Stated exercise: Transcribe everything in the Minneapolis essay from "I came to Minneapolis" down to "Call me Pollyanna.", with no changes.

Document extract:
# # # # # # #
Cursory impression: Minneapolitans do not like police, or rather, they don't like Minneapolis police.
I am not talking about the people one might expect to show antipathy toward cops on the day former Minneapolis Police Officer Derek Chauvin goes on trial for the murder of George Floyd: The activists (or whoever) spray-painted ACAB ("All Cops Are Bastards") on an overpass near the Target store that was looted two days after Floyd's death. I am not talking about the girl who offered us cake at the "Land Back Now!" cookout near the Basilica of Saint Mary, or the security guy who, after he tells us about his eight kids, including triplets, the boys identical and the girl fraternal ("The OBGYN said, 'Boy, you got some crazy sperm if you can do that in 24 hours'"), says George Floyd Square, which he sometimes patrols, "is about peace."
I am talking about middle-of-the-road locals, the white journalist who says to her 30-year-old son, "The Minneapolis police have been terrible since before you were born." The son who calls the former head of the police union, Bob Kroll, "the Antichrist." The full-blooded Native American who tells me, "The last time a cop here pulled a gun on me, it was for walking down the street with my hands in my pockets."
Since the death of George Floyd, I've had in my mind two images of Minneapolis: as a city under siege and as a place moving, if somewhat jerkily, toward necessary healing. It's hard to argue that Chauvin kneeling on Floyd's neck for nine minutes and 29 seconds (upped yesterday, from 8:46, in opening statements by the prosecution) is not a tactic the Minneapolis Police Department (or any police department) should rethink or do away with. That those minutes have exploded into the consciousness on a worldwide level is undeniable. This morning, I have two people—one in Portland, Oregon, the other in London—arguing on my Instagram about Floyd's death and proportionality and how "one might wonder if there is a bit more going on here."
As someone who covered the protests in Portland during the summer and fall of 2020, I know about proportionality, know there is more going on here, know that no amount of fire setting and window breaking, of tear gassing or neck kneeling, will satisfy those who seek healing through destruction. We've taken sides; don't, as my late father used to say, "confuse me with the facts."
I came to Minneapolis yesterday naïve about the situation on the ground, but for one aspect: The city, just after Floyd's death, had touched off days of massive street violence, hundreds of buildings torched, and a five-mile stretch of Lake Street sustaining heavy property damage. I knew that law enforcement had been overwhelmed. And I wondered, with the Chauvin trial underway, if there was a sense of dread that, should the outcome be unsatisfying, the city would burn again. Were Minneapolitans afraid? Resigned? Hopeful? What had they done in the wake of Floyd's death and what were they doing and feeling today? I'm asking people of different stripes, people who might usually not be interested in varying perspectives, might have recently or long ago decided that Person X is the enemy. I offer the perspectives anyway. Call me Pollyanna.
# # # # # # #
Supplied entries:
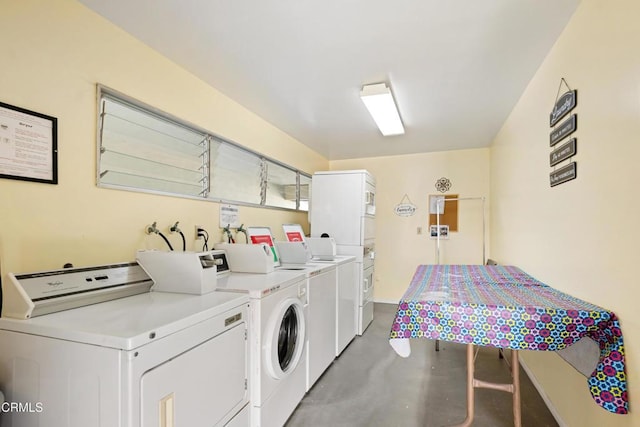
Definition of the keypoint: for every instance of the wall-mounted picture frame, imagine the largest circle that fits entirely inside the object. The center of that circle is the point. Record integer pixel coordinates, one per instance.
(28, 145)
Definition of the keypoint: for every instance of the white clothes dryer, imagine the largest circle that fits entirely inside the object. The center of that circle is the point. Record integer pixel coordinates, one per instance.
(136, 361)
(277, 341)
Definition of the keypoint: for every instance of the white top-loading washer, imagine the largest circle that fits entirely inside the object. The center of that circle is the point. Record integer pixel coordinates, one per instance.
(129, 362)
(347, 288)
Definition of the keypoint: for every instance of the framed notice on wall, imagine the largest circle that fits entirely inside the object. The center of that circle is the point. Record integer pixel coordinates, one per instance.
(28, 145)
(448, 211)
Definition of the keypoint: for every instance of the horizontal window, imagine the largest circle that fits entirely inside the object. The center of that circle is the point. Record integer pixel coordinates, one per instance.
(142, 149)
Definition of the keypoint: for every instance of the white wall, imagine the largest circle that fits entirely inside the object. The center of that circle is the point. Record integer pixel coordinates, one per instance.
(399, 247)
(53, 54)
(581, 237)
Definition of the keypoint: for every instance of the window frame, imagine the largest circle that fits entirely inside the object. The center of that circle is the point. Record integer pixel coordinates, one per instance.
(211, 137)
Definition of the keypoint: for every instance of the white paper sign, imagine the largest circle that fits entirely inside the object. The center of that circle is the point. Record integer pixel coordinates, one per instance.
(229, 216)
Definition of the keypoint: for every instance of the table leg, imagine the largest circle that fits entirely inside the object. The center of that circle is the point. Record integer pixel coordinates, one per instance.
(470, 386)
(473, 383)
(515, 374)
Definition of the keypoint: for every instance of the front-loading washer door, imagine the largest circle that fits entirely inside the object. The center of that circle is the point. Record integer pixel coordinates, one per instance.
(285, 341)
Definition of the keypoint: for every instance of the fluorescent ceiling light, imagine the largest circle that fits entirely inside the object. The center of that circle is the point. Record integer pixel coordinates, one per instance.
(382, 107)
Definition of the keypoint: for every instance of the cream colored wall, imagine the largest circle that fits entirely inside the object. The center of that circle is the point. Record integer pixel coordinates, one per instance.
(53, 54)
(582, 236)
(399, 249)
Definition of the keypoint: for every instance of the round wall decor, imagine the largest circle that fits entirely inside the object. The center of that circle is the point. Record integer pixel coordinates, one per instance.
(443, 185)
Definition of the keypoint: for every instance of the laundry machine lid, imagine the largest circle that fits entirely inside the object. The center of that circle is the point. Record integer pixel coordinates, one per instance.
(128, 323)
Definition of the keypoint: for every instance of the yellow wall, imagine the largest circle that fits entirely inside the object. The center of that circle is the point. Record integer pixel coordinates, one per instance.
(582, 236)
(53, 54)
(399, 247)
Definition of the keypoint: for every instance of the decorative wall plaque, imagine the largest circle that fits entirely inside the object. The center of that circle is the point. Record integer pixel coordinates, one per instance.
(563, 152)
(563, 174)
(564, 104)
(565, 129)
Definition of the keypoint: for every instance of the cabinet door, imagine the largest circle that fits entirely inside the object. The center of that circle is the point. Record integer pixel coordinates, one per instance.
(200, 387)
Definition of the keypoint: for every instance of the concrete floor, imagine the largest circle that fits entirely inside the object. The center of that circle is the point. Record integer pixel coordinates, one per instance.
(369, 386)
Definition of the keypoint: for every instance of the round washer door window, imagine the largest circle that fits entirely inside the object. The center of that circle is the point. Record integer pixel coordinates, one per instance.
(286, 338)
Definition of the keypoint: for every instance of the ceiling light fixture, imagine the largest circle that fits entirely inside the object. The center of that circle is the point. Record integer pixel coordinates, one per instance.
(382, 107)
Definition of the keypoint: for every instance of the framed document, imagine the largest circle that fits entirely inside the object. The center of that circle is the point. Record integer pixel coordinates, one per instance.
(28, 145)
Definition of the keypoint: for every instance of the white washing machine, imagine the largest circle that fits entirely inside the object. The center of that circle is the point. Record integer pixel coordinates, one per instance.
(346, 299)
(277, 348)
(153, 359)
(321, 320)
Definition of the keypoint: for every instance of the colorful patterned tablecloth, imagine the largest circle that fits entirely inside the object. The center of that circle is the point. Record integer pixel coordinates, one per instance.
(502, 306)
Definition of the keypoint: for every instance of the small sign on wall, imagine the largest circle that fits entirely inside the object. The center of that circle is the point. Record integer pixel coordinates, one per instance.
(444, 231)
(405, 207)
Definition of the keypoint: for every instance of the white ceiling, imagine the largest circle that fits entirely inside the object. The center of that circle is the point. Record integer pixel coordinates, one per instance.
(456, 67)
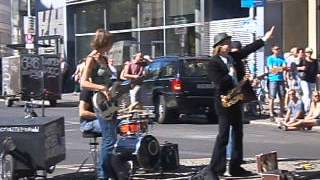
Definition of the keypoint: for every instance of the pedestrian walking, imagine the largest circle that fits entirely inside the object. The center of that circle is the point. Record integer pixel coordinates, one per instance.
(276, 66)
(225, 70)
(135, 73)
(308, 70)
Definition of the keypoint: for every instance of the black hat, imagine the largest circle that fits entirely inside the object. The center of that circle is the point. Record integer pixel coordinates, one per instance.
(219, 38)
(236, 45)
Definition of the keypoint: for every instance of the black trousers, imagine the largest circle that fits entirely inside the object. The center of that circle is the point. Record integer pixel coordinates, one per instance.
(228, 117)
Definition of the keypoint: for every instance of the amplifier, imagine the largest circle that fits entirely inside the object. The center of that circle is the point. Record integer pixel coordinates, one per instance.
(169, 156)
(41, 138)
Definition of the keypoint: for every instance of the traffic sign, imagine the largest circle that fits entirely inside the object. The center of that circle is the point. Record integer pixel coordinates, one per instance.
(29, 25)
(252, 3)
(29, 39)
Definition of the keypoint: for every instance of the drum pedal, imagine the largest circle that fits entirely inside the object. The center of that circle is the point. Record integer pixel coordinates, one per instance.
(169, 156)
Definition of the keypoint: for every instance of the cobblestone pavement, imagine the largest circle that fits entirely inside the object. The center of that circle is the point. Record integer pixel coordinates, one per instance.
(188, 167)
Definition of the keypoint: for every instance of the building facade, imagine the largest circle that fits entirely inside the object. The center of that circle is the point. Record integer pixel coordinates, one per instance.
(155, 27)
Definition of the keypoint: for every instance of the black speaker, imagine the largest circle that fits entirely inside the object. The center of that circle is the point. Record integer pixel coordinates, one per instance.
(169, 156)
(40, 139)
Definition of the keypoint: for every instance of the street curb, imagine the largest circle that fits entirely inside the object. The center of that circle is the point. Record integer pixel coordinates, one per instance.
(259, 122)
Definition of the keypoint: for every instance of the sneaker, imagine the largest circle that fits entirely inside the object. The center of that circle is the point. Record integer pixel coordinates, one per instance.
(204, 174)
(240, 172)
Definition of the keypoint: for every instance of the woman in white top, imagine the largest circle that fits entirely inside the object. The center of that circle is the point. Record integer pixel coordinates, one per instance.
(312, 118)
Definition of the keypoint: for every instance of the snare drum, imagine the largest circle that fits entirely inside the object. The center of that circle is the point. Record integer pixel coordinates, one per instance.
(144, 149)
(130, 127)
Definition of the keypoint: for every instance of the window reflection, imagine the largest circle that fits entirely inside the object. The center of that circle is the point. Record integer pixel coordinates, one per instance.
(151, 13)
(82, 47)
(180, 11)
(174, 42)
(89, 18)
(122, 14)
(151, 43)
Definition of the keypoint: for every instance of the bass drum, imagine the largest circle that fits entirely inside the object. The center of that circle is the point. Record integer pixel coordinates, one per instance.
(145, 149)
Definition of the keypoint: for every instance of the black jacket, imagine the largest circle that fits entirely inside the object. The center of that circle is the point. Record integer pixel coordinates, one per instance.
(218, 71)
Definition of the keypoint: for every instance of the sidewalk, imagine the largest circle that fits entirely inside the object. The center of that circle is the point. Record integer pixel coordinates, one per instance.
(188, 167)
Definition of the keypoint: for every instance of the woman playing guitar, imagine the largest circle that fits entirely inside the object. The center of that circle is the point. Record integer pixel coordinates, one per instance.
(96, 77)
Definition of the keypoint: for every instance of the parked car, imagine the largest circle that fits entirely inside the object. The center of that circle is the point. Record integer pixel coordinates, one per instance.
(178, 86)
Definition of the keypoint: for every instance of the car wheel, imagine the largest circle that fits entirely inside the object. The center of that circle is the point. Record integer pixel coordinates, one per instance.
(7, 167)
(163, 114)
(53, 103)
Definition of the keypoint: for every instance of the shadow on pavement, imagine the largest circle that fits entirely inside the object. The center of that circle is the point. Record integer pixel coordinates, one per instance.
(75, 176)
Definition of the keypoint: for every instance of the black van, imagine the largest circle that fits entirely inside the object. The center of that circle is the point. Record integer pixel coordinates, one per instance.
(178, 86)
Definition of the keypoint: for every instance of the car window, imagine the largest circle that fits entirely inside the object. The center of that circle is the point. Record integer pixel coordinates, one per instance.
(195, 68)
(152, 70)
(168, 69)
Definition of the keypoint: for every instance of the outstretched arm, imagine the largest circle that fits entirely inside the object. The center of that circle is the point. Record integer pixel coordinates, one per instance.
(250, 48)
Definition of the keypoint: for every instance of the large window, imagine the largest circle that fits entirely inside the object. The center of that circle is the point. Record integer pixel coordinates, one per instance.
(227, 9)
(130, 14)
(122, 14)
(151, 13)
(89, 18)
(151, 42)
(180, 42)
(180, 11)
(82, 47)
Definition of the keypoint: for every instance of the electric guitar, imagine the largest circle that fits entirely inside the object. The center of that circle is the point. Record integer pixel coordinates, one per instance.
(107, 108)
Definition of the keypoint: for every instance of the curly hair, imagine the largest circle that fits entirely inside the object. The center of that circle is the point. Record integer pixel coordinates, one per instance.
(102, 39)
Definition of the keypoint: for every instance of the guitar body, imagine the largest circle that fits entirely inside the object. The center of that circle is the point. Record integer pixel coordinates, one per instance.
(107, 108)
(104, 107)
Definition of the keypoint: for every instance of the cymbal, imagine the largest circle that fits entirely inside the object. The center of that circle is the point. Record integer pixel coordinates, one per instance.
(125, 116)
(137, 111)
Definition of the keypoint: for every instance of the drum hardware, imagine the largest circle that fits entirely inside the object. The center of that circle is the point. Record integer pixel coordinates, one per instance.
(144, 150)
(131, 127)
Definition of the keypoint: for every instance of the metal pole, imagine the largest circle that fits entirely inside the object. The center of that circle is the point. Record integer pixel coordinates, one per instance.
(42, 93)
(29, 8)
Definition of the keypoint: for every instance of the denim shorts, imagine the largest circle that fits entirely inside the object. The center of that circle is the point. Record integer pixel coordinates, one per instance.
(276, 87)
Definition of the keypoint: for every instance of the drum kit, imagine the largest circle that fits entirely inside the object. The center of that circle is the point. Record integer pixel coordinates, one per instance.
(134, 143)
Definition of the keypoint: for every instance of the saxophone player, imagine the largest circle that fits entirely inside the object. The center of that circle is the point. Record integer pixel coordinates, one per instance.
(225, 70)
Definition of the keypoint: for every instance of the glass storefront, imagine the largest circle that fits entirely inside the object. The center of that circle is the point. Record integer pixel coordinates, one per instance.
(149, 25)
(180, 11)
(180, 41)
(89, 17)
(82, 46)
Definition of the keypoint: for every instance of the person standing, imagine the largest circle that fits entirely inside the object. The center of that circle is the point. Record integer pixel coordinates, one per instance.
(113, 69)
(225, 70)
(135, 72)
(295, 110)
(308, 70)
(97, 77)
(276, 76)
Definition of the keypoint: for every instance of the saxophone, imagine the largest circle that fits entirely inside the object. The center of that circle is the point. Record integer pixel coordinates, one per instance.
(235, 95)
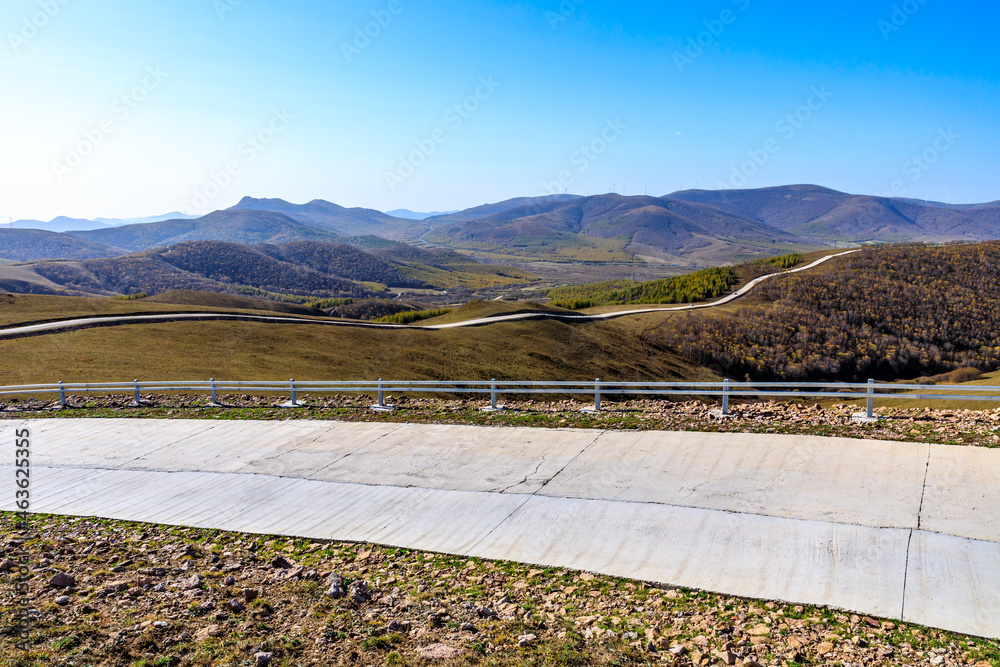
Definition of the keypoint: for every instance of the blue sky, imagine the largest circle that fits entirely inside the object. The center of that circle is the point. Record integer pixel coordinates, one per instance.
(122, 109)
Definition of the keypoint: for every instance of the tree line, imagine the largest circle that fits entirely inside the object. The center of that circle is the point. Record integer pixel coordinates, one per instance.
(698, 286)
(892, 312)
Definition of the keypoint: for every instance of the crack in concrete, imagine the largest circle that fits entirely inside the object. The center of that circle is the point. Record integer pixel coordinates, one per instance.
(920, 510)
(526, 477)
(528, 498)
# # # # # # #
Output of the task:
I came to Minneapolis yesterday naïve about the situation on the ground, but for one aspect: The city, just after Floyd's death, had touched off days of massive street violence, hundreds of buildings torched, and a five-mile stretch of Lake Street sustaining heavy property damage. I knew that law enforcement had been overwhelmed. And I wondered, with the Chauvin trial underway, if there was a sense of dread that, should the outcome be unsatisfying, the city would burn again. Were Minneapolitans afraid? Resigned? Hopeful? What had they done in the wake of Floyd's death and what were they doing and feeling today? I'm asking people of different stripes, people who might usually not be interested in varying perspectives, might have recently or long ago decided that Person X is the enemy. I offer the perspectives anyway. Call me Pollyanna.